- _Bounding-box records_:

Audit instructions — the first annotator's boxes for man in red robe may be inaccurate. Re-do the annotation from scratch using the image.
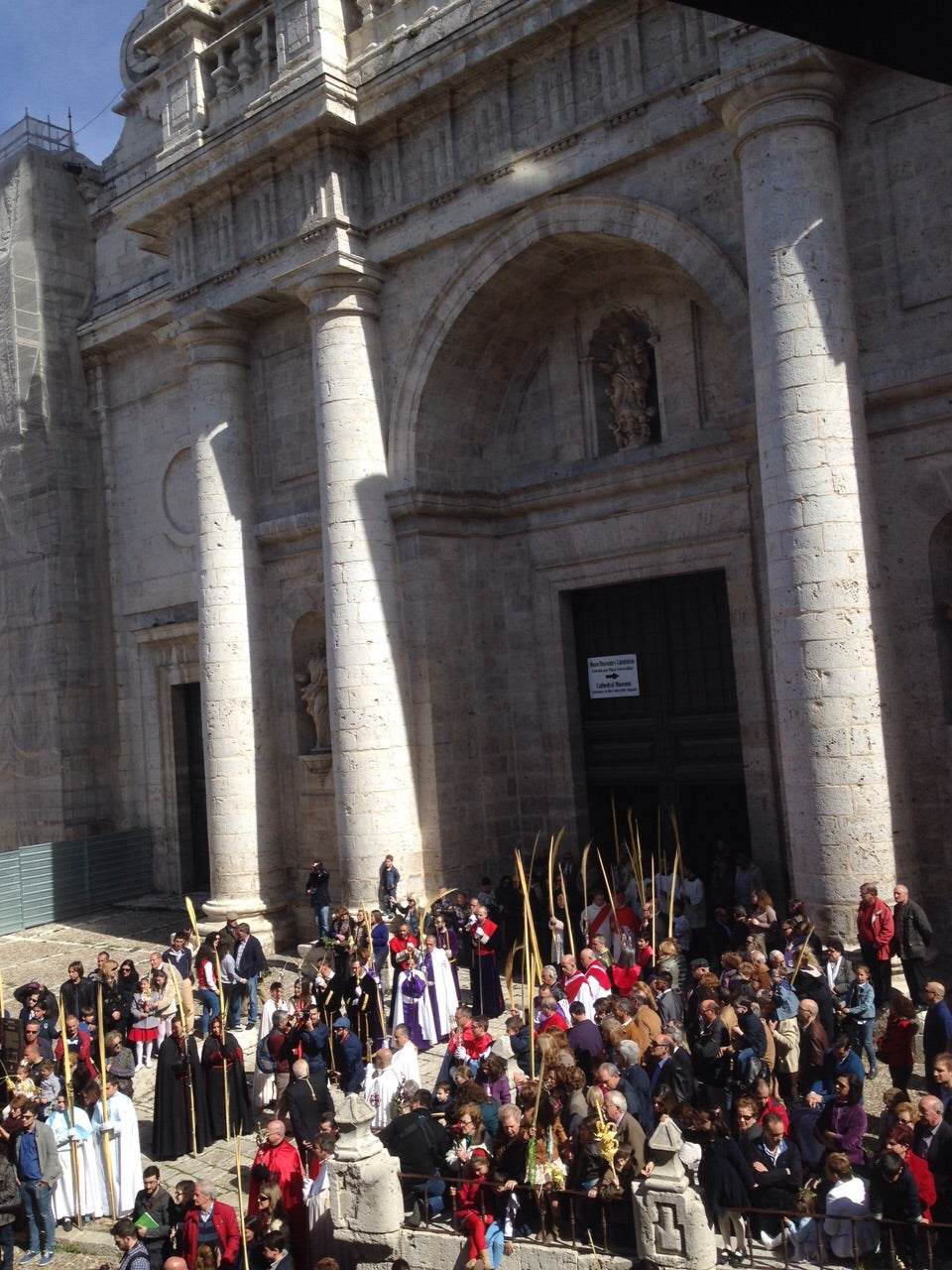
[471,904,503,1019]
[248,1120,307,1266]
[558,952,585,1004]
[576,948,612,1022]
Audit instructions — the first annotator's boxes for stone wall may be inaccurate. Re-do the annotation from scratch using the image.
[0,0,952,945]
[0,147,121,848]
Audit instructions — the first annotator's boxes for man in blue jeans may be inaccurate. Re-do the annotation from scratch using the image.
[17,1102,62,1266]
[0,1155,20,1270]
[228,922,268,1028]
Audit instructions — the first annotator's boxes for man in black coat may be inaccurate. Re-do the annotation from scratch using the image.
[286,1058,334,1175]
[334,1015,366,1093]
[742,1111,803,1248]
[912,1093,952,1221]
[380,1089,451,1225]
[132,1165,178,1270]
[890,883,932,1010]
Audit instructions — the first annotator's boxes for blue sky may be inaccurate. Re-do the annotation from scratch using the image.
[0,0,137,163]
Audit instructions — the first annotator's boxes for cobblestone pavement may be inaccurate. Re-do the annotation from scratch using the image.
[0,899,939,1270]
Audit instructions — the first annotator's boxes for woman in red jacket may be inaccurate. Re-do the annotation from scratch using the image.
[884,1124,937,1221]
[876,992,919,1091]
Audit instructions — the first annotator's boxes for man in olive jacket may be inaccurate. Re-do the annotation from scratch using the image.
[890,883,932,1010]
[15,1102,62,1266]
[0,1155,20,1270]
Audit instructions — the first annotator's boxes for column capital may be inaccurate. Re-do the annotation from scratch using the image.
[168,309,249,366]
[720,71,844,147]
[274,251,384,318]
[695,45,847,146]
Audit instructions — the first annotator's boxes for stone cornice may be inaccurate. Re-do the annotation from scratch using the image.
[387,431,753,536]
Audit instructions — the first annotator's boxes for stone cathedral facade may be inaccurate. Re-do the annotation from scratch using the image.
[0,0,952,934]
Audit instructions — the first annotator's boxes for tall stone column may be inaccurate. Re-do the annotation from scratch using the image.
[721,69,894,930]
[176,312,285,935]
[298,259,421,904]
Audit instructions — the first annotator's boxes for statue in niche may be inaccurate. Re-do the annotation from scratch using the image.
[591,310,657,449]
[296,647,330,754]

- _EXERCISE AIM_: Which lines of the material contain the word "jacket", with case counting? Copy each of those lines.

- _EXERCISE SOLUTION_:
Audit instructions — the first annotator's boxes for woman in red jacket may be inaccurate. Re-do the annotation from scratch using the image.
Audit instructions — the first annotator's boxes for man in olive jacket may be inaccurate. Re-do the annotation from scratch using the image.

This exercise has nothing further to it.